§ **Data to use**
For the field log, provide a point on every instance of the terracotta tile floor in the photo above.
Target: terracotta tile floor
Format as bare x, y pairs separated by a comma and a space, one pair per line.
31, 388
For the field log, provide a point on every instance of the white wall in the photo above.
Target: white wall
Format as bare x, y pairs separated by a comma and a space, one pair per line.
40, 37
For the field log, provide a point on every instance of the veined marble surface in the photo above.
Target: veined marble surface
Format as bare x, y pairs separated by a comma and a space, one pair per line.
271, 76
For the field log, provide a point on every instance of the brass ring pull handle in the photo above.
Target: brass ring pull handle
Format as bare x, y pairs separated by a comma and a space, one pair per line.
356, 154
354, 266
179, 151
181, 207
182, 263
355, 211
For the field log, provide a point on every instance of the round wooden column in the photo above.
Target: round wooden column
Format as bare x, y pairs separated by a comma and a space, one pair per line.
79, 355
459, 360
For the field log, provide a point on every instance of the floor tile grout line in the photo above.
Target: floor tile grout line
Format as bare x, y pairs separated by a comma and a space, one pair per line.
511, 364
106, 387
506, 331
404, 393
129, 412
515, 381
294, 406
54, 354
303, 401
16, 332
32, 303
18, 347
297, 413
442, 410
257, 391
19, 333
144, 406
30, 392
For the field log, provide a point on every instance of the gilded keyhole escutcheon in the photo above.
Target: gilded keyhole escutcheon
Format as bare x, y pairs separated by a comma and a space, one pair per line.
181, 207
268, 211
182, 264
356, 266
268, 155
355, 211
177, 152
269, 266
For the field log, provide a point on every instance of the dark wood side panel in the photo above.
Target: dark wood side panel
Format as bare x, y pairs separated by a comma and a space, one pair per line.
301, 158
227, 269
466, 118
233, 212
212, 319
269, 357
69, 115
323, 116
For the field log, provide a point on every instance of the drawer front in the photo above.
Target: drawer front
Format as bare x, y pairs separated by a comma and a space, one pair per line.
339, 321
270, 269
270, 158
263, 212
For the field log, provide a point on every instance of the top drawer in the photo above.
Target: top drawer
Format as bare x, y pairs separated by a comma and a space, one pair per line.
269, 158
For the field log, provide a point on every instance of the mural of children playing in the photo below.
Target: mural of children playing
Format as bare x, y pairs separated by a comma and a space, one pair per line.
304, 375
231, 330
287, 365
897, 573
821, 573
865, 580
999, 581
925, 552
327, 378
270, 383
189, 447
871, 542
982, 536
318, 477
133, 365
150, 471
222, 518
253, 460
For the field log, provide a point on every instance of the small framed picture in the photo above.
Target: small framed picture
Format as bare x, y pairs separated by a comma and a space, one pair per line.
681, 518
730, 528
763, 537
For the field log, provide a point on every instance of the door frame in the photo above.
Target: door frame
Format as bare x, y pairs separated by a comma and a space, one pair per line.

§ **Required action**
Your answer must be a copy of every line in the data above that holds the string "mural".

§ **Response box**
For the field log, provide a point on every instance of the mural of children playing in the photo below.
Target: mural of children playing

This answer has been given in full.